**INFORMATION PROVIDED**
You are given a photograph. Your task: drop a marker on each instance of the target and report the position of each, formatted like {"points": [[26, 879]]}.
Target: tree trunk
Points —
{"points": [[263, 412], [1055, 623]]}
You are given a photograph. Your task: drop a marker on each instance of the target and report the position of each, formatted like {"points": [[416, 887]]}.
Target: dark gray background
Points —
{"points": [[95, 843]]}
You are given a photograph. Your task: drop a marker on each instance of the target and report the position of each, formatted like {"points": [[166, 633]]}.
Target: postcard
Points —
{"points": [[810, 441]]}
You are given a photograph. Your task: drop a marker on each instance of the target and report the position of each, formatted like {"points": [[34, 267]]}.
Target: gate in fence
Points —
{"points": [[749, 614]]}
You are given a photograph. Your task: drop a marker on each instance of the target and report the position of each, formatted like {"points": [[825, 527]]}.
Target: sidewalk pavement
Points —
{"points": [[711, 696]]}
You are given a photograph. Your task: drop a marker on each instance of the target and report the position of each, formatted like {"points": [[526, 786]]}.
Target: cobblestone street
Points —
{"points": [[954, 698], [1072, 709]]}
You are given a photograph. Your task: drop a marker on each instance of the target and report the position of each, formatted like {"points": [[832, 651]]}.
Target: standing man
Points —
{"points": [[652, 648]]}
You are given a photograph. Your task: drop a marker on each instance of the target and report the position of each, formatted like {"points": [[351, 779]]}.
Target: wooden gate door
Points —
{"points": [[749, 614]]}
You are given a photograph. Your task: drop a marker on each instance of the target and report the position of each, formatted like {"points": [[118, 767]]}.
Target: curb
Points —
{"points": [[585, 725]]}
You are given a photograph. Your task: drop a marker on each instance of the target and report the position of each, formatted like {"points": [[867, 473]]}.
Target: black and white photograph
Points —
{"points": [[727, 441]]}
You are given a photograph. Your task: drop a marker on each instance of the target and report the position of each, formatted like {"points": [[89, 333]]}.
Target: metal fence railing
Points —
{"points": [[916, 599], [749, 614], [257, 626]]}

**WHAT YOU NEED TO DO**
Please restate the records in full, word for word.

**WRITTEN REPLY**
You are given a photograph. Your task: drop a marker on each instance of the target and report the position of each, formatted like {"points": [[26, 879]]}.
Target: tree trunk
Points —
{"points": [[263, 412], [1055, 623]]}
You are given a photograph. Your task: drop a marker on each instance of the target and report the position of each, formatted like {"points": [[416, 887]]}.
Target: dark gray background
Points —
{"points": [[95, 843]]}
You are given a photograph. Your task: drop a marker on each instance of the target and report the position of each, formatted like {"points": [[166, 633]]}.
Target: postcard
Points —
{"points": [[810, 441]]}
You are given a photograph. Your task: drop a marker on each instance of the target and report the position of each, formatted like {"points": [[34, 267]]}.
Target: gate in fence
Points —
{"points": [[749, 614]]}
You are given a photograph. Your task: drop a marker on each instance of the target and report the position of each, formatted like {"points": [[825, 527]]}.
Target: sidewalk pavement
Points —
{"points": [[711, 696]]}
You are given a photograph. Your task: drop a marker on each instance of the target and report the position of each, formatted like {"points": [[526, 786]]}.
Target: cobblestone street
Points —
{"points": [[954, 698], [1072, 709]]}
You are given a photograph. Your task: drop a marker on each instance of the target and report the position of each, formatted like {"points": [[832, 651]]}.
Target: standing man
Points —
{"points": [[652, 648]]}
You are given a photograph. Your task: drop a marker on each instance of the target and report the position of each, formatted like {"points": [[351, 779]]}.
Target: wooden gate door
Points —
{"points": [[749, 614]]}
You are given a photograph. Your task: drop a marker on each instance of the target and report the position of each, formatted like {"points": [[118, 767]]}.
Target: curb
Points —
{"points": [[585, 725]]}
You are given a photograph. Your task: drop a marker on each instance of the target and report the position of each, formatted like {"points": [[867, 473]]}.
Target: black and white photograph
Points —
{"points": [[727, 441]]}
You are given a photograph. Your task: drop a marker on each instance of the target and report the position of each, formatted like {"points": [[89, 333]]}.
Target: metal fence railing
Points —
{"points": [[916, 599], [749, 614], [257, 626]]}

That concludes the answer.